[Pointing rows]
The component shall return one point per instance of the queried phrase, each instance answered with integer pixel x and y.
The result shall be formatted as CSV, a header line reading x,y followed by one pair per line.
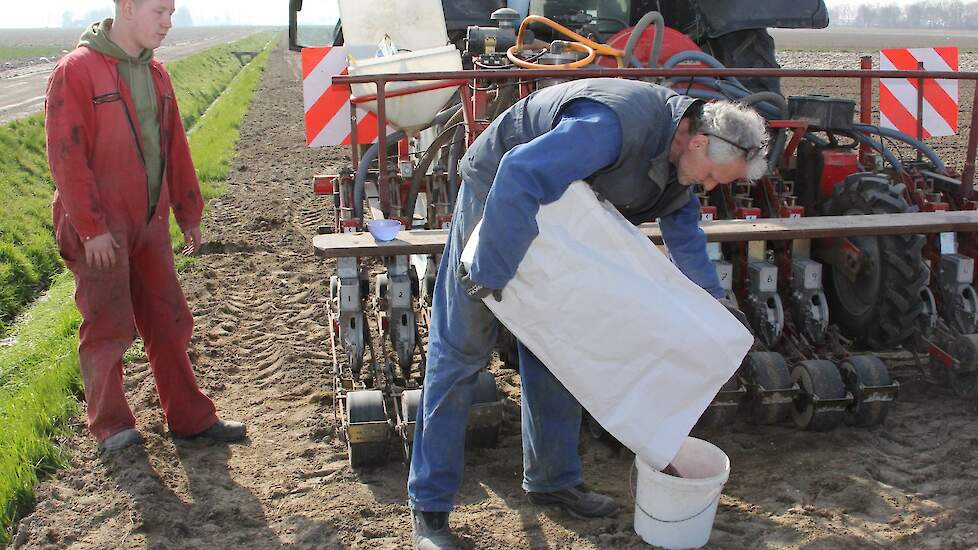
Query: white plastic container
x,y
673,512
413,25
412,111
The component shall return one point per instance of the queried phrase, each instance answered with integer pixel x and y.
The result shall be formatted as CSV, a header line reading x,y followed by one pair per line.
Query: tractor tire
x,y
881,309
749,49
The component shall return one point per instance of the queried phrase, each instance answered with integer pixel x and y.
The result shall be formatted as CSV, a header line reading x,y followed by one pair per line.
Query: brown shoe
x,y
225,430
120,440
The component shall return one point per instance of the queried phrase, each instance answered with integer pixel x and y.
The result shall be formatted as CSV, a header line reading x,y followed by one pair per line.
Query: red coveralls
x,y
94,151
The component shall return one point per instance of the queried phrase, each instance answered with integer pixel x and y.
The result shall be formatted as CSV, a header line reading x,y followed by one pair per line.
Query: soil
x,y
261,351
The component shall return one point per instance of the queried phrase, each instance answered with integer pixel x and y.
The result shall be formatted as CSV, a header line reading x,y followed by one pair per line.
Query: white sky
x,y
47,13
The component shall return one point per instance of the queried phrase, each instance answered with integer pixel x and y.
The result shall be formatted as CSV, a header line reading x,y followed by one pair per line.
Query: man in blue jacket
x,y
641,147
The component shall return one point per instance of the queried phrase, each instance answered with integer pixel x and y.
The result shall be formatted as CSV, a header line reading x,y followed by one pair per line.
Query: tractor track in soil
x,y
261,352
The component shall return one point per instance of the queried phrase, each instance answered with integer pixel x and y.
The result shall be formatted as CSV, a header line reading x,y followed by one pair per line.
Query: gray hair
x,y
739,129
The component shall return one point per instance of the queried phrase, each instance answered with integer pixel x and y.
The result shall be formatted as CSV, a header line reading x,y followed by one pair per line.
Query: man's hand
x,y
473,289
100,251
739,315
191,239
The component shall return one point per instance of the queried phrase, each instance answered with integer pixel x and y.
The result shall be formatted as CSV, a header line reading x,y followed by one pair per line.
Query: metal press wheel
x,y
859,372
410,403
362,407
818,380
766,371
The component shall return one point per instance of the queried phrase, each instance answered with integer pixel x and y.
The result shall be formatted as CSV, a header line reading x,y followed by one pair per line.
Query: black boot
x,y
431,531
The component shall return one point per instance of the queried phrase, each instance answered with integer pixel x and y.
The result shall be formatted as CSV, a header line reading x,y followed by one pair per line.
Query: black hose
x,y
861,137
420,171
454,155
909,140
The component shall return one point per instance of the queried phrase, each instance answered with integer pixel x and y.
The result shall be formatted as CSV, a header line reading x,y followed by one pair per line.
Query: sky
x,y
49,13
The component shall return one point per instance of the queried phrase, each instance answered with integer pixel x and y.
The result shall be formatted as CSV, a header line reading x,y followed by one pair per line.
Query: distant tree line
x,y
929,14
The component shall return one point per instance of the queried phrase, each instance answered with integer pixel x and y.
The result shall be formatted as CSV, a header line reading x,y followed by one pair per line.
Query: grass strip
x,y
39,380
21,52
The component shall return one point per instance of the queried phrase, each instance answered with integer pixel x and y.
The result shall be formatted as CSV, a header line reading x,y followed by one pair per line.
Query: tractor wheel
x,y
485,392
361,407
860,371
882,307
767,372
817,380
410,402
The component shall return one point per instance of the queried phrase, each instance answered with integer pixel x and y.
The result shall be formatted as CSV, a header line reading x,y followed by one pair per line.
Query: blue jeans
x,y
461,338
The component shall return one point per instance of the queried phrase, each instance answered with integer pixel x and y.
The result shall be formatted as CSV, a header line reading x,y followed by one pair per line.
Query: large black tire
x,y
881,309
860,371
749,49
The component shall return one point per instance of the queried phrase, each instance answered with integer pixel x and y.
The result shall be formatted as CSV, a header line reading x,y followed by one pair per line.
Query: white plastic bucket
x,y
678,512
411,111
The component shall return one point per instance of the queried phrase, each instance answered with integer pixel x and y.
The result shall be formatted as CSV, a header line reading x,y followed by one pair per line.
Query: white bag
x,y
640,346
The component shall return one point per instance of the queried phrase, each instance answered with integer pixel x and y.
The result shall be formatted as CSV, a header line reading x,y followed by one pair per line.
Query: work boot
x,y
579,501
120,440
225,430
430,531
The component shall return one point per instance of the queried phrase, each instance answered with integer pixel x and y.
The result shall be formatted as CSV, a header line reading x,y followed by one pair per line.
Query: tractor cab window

- [Task to carry out]: Please pull out every line of the rows above that contains the word "tractor", treating uppercase and lowercase as different.

- [Correct answer]:
Query: tractor tire
Query: tractor track in soil
Query: tractor wheel
Query: tractor cab window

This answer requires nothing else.